» **Exercise instructions**:
Write out the stretch of lines below from the first one through the line that contains "[(170, 340)]", requests included and unchanged. Multiply every point coordinate in the answers by 0.5 and round each result to a whole number, rounding halves up.

» **Data for processing**:

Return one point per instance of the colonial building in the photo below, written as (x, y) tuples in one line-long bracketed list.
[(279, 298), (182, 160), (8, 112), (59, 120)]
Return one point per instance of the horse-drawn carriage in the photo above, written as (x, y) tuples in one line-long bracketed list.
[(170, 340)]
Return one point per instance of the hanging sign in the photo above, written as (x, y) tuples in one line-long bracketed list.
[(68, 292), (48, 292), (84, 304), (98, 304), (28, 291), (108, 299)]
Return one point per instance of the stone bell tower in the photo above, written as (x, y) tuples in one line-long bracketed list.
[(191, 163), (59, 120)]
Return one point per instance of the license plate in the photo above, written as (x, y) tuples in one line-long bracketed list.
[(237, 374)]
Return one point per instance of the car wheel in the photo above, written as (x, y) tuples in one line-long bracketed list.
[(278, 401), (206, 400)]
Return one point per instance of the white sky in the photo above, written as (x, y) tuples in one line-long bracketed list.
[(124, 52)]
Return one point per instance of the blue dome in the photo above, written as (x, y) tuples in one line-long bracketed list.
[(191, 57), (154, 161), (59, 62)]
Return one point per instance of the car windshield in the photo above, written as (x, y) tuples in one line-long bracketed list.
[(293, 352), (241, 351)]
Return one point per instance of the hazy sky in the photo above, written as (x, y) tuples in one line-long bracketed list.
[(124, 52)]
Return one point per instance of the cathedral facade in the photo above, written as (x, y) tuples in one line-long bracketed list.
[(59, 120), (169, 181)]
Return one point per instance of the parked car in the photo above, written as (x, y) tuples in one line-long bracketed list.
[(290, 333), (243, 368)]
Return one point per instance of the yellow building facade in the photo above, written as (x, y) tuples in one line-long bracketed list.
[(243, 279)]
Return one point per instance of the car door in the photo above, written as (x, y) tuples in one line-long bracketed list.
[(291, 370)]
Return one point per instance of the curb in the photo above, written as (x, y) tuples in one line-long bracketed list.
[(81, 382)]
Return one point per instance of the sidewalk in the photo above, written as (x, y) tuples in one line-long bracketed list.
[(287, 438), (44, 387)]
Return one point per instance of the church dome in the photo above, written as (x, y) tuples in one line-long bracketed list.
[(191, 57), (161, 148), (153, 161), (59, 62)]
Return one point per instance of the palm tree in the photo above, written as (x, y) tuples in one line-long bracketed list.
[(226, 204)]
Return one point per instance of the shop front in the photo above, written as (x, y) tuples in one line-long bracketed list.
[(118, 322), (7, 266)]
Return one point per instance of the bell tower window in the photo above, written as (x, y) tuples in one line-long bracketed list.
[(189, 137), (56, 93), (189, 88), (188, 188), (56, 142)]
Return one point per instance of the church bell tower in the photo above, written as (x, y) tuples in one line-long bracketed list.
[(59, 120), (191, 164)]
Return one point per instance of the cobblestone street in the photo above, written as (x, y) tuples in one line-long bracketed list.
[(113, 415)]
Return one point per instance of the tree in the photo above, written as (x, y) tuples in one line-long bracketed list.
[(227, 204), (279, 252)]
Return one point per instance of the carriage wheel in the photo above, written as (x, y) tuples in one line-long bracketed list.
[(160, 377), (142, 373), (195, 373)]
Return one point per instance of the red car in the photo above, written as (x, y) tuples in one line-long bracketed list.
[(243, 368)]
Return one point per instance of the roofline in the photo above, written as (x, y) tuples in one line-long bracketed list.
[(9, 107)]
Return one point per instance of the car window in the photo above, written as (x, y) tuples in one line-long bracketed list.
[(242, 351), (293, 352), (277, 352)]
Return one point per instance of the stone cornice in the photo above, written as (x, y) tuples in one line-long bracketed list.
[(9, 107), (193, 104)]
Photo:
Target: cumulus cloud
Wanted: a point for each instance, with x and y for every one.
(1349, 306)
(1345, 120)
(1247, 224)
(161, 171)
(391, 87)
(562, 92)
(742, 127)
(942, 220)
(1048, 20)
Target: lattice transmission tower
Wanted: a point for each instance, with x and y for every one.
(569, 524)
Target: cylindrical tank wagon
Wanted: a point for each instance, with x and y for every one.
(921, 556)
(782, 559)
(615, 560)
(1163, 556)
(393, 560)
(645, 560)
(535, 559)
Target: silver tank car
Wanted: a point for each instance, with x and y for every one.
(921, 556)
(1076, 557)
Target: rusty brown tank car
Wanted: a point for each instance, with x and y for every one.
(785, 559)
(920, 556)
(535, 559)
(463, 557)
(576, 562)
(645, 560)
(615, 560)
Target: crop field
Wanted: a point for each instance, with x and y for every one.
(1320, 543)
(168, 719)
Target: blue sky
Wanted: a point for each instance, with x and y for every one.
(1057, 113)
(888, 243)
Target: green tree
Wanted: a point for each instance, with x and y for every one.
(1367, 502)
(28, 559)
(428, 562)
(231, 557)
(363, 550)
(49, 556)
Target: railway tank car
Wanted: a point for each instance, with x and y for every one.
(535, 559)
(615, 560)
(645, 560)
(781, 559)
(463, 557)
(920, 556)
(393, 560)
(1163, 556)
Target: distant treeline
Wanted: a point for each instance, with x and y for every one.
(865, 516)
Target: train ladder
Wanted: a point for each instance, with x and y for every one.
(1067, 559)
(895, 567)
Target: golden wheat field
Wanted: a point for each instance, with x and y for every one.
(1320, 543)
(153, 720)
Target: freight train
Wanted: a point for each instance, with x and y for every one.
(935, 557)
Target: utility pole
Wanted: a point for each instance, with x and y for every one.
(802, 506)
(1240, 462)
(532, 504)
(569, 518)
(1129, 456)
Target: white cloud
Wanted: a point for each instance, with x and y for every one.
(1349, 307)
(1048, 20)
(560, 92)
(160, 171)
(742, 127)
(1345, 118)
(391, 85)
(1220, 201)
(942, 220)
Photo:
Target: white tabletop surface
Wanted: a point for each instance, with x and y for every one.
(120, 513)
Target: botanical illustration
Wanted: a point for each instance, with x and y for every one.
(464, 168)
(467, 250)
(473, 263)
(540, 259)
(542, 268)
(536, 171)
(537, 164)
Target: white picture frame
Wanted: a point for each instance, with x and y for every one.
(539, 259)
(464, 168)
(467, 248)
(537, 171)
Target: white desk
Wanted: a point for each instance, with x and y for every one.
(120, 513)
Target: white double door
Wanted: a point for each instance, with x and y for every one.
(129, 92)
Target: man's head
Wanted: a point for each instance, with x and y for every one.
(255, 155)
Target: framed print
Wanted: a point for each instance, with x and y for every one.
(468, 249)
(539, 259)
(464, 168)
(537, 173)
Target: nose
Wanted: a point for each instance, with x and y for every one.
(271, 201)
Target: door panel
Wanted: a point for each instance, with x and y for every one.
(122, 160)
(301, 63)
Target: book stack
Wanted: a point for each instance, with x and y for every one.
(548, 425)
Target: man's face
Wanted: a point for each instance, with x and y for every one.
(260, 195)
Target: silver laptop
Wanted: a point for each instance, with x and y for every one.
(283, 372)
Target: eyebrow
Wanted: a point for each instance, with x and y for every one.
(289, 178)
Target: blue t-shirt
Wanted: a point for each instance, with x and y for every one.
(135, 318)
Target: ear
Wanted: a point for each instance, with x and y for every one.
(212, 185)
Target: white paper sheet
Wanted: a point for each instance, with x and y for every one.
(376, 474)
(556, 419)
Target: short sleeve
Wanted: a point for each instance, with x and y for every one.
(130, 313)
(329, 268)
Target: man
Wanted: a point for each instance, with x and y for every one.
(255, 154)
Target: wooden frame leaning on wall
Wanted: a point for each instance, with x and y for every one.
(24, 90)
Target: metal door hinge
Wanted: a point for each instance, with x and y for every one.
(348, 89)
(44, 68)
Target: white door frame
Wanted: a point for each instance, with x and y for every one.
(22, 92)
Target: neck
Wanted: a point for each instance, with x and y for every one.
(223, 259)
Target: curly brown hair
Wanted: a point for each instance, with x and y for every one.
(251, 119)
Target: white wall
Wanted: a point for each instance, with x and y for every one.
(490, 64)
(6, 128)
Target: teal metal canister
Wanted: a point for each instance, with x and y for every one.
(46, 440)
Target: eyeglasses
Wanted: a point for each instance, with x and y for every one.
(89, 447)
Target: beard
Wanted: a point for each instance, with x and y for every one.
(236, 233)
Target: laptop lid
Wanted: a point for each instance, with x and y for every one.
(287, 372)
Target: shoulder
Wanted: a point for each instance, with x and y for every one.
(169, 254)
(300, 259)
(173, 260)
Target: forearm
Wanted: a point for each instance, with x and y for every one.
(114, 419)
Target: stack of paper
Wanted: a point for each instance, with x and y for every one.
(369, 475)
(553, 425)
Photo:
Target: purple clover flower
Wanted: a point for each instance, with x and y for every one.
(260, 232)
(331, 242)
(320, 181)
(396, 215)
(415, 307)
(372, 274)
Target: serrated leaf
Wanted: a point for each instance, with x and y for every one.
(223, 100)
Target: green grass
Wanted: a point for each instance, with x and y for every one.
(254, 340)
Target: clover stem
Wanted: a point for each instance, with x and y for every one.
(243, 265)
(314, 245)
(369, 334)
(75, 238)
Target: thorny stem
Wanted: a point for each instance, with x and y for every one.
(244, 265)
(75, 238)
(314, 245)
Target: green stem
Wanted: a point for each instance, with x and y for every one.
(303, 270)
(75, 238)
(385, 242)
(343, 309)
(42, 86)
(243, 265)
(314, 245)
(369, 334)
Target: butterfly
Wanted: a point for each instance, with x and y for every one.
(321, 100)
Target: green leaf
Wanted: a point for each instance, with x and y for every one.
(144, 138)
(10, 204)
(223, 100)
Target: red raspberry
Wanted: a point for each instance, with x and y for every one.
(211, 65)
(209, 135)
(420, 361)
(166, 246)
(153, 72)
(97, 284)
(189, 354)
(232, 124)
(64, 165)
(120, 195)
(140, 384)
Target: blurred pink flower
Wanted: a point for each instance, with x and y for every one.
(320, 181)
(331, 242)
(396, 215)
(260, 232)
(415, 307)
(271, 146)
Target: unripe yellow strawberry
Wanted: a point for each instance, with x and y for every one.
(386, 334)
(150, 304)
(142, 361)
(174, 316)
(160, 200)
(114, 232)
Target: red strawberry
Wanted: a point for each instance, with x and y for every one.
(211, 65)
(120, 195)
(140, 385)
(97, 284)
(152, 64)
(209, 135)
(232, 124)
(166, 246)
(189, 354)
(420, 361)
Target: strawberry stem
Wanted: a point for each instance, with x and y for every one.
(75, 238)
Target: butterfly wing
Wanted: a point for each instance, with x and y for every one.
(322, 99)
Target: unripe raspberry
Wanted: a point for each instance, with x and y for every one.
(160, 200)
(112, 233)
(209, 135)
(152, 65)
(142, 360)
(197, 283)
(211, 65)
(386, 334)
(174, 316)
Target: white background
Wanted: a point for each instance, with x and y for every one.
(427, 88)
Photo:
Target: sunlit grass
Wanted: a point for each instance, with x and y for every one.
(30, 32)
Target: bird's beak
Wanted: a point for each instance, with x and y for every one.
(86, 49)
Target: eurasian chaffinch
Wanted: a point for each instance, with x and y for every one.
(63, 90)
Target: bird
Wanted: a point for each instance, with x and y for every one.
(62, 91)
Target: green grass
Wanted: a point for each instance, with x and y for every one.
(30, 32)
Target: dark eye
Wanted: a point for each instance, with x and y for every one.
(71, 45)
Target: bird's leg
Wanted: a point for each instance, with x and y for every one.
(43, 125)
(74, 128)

» **Complete answer**:
Return one point per instance of the colonial building in the photo below, written as (x, y) tuples in one line-long bracketed list.
[(140, 149), (91, 80), (4, 56), (30, 60)]
Return one point per instance of the horse-drawn carriage in the photo above, written as (x, y) tuples in one line-long bracketed list.
[(85, 170)]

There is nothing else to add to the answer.